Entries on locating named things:

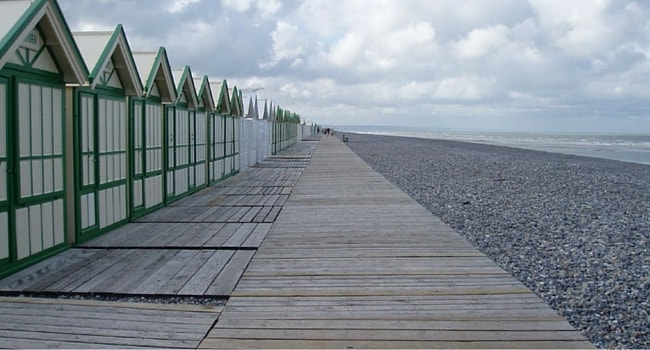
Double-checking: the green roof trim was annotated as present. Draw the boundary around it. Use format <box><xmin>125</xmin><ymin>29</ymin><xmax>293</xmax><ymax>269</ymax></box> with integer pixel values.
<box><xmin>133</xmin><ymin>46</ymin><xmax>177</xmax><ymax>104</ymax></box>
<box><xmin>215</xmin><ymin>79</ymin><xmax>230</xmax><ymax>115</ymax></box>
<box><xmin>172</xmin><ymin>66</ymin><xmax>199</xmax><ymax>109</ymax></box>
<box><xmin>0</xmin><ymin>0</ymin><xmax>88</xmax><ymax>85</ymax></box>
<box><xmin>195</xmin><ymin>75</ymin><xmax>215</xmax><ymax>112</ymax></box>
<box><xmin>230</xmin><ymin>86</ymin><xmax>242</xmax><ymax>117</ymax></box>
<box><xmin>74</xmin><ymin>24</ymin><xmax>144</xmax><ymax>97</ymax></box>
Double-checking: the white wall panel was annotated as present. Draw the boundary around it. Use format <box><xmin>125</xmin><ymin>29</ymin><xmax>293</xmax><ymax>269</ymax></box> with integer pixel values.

--

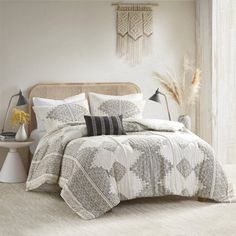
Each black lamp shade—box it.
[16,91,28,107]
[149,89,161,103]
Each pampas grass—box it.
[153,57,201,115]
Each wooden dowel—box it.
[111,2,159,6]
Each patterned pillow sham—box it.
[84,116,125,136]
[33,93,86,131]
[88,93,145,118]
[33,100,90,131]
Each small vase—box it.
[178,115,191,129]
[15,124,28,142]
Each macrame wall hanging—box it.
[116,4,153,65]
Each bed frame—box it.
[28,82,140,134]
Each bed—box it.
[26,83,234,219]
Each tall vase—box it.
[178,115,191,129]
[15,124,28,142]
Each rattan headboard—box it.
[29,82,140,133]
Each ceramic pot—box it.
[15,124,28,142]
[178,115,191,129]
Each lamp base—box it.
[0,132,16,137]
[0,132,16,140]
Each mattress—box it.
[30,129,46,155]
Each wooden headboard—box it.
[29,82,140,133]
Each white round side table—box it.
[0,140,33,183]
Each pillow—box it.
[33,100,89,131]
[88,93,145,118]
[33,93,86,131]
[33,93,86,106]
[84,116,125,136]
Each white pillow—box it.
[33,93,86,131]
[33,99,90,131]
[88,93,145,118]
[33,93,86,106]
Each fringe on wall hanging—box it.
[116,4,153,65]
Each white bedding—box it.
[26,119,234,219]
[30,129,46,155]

-- Requirements --
Find every line in the entries above that contains the word "pixel", and copy each of those lines in full.

-- Result --
Double-checking: the green roof trim was annotated as present. Draw the boundary around it. Use format <box><xmin>125</xmin><ymin>29</ymin><xmax>293</xmax><ymax>269</ymax></box> with integer pixel values.
Double-checking: the white wall panel was annotated as present. Draw the boundary around it. Use format <box><xmin>125</xmin><ymin>29</ymin><xmax>293</xmax><ymax>269</ymax></box> with integer pixel values.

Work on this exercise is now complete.